What the task asks — Copy out every one of the records below, line by line, without changing anything.

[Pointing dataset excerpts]
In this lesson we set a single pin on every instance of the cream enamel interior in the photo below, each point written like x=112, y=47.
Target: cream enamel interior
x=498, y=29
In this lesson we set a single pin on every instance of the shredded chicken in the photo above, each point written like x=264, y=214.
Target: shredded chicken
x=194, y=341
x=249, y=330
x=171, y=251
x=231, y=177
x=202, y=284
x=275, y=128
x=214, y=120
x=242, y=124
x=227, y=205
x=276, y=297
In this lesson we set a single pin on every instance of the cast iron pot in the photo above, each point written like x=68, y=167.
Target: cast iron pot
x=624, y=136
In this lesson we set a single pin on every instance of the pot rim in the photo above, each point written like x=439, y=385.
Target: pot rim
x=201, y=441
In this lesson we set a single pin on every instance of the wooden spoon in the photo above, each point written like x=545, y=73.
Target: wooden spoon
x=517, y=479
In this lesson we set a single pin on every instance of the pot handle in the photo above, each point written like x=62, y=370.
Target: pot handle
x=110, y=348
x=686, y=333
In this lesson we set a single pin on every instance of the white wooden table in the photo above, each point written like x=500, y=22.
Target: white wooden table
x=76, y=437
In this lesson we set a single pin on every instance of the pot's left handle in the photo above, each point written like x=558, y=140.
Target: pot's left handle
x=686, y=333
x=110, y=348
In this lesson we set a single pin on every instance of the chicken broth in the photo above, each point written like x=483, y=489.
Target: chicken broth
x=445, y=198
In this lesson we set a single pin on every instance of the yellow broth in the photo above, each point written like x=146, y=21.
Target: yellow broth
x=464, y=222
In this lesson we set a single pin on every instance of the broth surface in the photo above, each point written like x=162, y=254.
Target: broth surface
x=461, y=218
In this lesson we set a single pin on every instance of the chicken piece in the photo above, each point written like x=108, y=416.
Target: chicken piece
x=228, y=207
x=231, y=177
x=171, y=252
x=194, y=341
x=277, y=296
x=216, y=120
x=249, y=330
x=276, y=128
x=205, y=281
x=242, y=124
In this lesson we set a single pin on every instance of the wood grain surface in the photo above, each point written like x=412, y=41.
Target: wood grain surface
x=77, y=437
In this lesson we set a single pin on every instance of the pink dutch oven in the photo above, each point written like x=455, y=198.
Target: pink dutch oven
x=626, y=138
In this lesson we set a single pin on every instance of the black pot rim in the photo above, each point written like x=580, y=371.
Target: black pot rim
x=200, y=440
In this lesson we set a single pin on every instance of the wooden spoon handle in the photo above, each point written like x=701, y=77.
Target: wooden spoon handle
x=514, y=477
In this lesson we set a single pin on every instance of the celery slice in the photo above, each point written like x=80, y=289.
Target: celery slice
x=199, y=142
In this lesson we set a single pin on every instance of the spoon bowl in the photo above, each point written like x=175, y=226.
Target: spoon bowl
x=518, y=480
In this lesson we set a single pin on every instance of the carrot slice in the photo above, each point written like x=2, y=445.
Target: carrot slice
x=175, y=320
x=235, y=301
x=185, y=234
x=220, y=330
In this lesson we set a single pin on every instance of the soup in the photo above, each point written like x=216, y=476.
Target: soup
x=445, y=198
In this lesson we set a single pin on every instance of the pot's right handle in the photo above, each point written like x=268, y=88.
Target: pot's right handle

Exercise result —
In this lesson we set a single pin on every instance of the cream enamel interior in the photo below, each point written like x=112, y=47.
Target: cream enamel interior
x=498, y=29
In this lesson we set a single pin on every instance of the shredded chicken in the photo above, each point written like x=264, y=214.
Target: shredded chicken
x=194, y=341
x=249, y=330
x=171, y=251
x=231, y=177
x=202, y=284
x=275, y=128
x=214, y=120
x=242, y=124
x=227, y=205
x=276, y=297
In this lesson we set a single pin on every instance of the cast iron pot in the photo above, each point written like x=68, y=167.
Target: cast iron pot
x=624, y=136
In this lesson we set a single pin on every instance of the pot rim in the photo above, each point written like x=439, y=385.
Target: pot rim
x=201, y=441
In this lesson we set a single pin on every instance of the wooden spoon in the photo above, each point written like x=545, y=73.
Target: wooden spoon
x=517, y=479
In this lesson we set a single pin on every instance of the pot handle in the photo above, each point written like x=62, y=370.
Target: pot handle
x=110, y=348
x=686, y=333
In this lesson we set a single pin on every instance of the white wooden table in the photo above, each point written like x=500, y=22.
Target: white wooden table
x=76, y=437
In this lesson we set a single pin on every instance of the pot's left handle in the photo above, each point written like x=558, y=140.
Target: pot's left handle
x=686, y=333
x=110, y=348
In this lesson we set a single pin on every instance of the chicken broth in the photo above, each point written like x=483, y=489.
Target: chicken broth
x=445, y=198
In this lesson we set a single pin on every instance of the yellow broth in the photo above, each point written like x=146, y=21.
Target: yellow broth
x=464, y=222
In this lesson we set a single pin on every instance of the broth surface in the photo above, each point written like x=162, y=254.
Target: broth surface
x=461, y=218
In this lesson we set a single pin on every instance of the chicken piece in the photo above, each point written like x=108, y=416.
Target: chicken piece
x=228, y=207
x=231, y=177
x=171, y=252
x=194, y=341
x=277, y=296
x=216, y=120
x=249, y=330
x=276, y=128
x=205, y=281
x=242, y=124
In this lesson we set a single pin on every instance of the wood grain surface in the photo above, each point written like x=412, y=41.
Target: wood grain surface
x=77, y=437
In this lesson we set a single pin on every instance of the pink dutch oven in the photo above, each point written like x=455, y=198.
Target: pink dutch oven
x=626, y=138
In this lesson we set a single pin on every instance of the black pot rim in the photo above, each point written like x=580, y=371.
Target: black pot rim
x=200, y=440
In this lesson we set a single pin on every instance of the wooden spoon handle in the photo above, each point written like x=701, y=77.
Target: wooden spoon handle
x=514, y=477
In this lesson we set a single pin on every instance of the celery slice in the photo above, each point written like x=80, y=289.
Target: celery slice
x=199, y=142
In this lesson we set a single pin on every instance of the spoon bowl in the photo above, each point written like x=175, y=226.
Target: spoon bowl
x=518, y=480
In this lesson we set a single pin on every instance of the carrot slice in the photo above, each point written like x=2, y=445.
Target: carrot slice
x=175, y=320
x=235, y=301
x=185, y=234
x=220, y=330
In this lesson we set a single pin on every instance of the soup in the photo above, each point written like x=216, y=476.
Target: soup
x=445, y=198
In this lesson we set a single pin on every instance of the pot's right handle in the photo above, each point written like x=268, y=88.
Target: pot's right handle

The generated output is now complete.